▶ [THE REQUEST]
Will you print each of the records below verbatim, keeping every line as it stands?

▶ [SUPPLIED RECORDS]
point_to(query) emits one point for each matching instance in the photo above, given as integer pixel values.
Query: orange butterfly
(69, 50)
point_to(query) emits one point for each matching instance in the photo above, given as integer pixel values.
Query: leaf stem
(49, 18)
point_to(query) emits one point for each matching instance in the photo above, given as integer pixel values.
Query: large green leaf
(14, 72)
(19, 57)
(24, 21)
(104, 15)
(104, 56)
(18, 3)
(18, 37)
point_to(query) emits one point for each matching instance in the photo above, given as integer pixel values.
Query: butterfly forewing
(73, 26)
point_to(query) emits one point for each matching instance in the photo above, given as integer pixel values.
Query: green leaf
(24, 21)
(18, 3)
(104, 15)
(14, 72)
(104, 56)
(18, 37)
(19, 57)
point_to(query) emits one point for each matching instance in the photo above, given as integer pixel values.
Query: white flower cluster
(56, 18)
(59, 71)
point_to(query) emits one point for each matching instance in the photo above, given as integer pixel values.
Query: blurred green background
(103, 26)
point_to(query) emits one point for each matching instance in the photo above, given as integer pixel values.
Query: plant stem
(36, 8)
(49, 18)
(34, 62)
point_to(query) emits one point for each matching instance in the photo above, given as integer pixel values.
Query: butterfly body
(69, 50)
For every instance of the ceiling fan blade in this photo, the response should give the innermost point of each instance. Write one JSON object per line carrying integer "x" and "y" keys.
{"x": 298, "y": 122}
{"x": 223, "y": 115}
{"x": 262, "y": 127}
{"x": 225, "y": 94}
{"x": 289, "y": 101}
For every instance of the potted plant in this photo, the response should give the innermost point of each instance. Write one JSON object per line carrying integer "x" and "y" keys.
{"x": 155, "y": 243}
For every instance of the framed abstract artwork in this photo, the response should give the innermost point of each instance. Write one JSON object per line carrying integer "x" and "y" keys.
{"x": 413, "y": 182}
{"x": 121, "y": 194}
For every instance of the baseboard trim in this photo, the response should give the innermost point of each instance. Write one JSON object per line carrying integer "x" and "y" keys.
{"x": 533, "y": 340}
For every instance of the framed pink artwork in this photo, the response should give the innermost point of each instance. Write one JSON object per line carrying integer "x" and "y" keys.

▶ [ANSWER]
point_to(query) emits one point for each matching instance in the photo above, given as integer pixel values.
Query: orange butterfly
(69, 50)
point_to(query) emits one point for each matching instance in the photo above, given as integer pixel values.
Query: leaf stem
(49, 18)
point_to(query) emits one point for each matching instance in the photo above, given as integer pixel values.
Query: large green leaf
(14, 72)
(19, 57)
(24, 21)
(104, 15)
(104, 56)
(18, 3)
(18, 37)
point_to(query) emits one point for each matching instance in the photo above, given as integer pixel values.
Query: butterfly forewing
(73, 26)
point_to(query) emits one point for each matching instance in the photo above, given as integer pixel values.
Query: green leaf
(24, 21)
(18, 3)
(104, 15)
(14, 72)
(104, 56)
(18, 37)
(19, 57)
point_to(query) emits one point for each matching instance in the photo above, given as integer pixel values.
Query: white flower cluster
(56, 18)
(59, 71)
point_to(query) emits one point for each matching instance in the photo above, given as integer pixel values.
Query: blurred green background
(103, 26)
point_to(query) emits one point for each matching instance in the photo above, given as integer pixel values.
Query: plant stem
(36, 8)
(49, 18)
(34, 62)
point_to(query) emits one point for each matching instance in the photo above, given as integer pixel values.
Query: butterfly body
(69, 50)
For every instance of the ceiling fan blade in this photo, the response should give the innermost point of each instance. Write one JSON object per line carrying integer "x" and "y" keys.
{"x": 298, "y": 122}
{"x": 223, "y": 115}
{"x": 262, "y": 127}
{"x": 225, "y": 94}
{"x": 289, "y": 101}
For every instance of the potted plant in this photo, the response should give the innermost point of each instance. Write one JSON object per line carrying integer "x" and "y" keys.
{"x": 155, "y": 243}
For every instance of the framed abstract artwork in this photo, the response should give the innermost point of each instance. Write one JSON object per line carrying integer "x" and "y" keys.
{"x": 413, "y": 182}
{"x": 121, "y": 194}
For every instance of the baseboard trim in this photo, the response should give the innermost point of each instance. Write one JSON object per line carrying integer "x" and "y" keys.
{"x": 533, "y": 340}
For every instance of the framed pink artwork in this photo, the response should give the innermost point of each instance. Write one JSON object per line carrying integer "x" and "y" keys.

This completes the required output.